====== Data in this exercise ======

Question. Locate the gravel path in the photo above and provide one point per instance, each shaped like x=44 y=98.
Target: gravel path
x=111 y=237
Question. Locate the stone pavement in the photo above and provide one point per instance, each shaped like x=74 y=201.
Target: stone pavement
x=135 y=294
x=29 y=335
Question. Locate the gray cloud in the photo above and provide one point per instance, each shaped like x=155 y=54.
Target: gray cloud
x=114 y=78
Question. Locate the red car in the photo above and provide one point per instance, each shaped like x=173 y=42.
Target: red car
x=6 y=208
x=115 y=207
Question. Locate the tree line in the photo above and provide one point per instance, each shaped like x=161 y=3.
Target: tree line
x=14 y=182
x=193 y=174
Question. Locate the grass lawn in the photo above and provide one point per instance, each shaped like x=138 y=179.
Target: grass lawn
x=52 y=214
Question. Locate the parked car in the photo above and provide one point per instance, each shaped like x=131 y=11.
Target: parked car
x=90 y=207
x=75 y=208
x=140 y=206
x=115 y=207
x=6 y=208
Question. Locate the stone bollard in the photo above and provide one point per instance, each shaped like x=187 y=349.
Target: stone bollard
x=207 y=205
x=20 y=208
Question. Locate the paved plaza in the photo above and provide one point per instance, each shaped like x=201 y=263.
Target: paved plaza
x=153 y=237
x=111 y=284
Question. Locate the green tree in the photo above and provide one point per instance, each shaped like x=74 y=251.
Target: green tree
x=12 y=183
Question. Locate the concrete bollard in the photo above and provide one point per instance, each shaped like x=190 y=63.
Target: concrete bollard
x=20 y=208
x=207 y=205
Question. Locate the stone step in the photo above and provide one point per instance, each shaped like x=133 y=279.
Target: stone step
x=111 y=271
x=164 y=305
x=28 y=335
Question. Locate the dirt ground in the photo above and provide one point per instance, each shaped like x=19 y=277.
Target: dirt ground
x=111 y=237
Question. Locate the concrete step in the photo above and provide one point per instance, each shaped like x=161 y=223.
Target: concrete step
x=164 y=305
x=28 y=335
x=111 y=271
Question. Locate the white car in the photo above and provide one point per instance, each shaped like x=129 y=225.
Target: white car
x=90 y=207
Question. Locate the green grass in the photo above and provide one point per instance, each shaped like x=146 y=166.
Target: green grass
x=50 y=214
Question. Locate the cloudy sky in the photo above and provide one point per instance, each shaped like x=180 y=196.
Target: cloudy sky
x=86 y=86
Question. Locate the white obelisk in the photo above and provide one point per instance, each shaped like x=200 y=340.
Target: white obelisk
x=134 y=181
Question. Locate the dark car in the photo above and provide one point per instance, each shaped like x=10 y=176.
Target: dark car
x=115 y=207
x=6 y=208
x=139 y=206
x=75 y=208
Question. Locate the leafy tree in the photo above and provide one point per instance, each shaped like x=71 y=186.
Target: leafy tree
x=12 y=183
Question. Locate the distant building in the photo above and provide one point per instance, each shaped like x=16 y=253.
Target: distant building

======
====== Data in this exercise ======

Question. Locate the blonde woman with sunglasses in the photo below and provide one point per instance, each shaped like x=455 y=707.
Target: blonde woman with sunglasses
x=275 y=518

======

# Task statement:
In the listing above, locate the line containing "Question. Locate the distant" and the line containing "Target: distant building". Extract those two lines and every line between them, exactly as written, and only those.

# Solution to this task:
Question. Locate the distant building in the photo above and provide one point per instance, each shaped like x=16 y=253.
Target: distant building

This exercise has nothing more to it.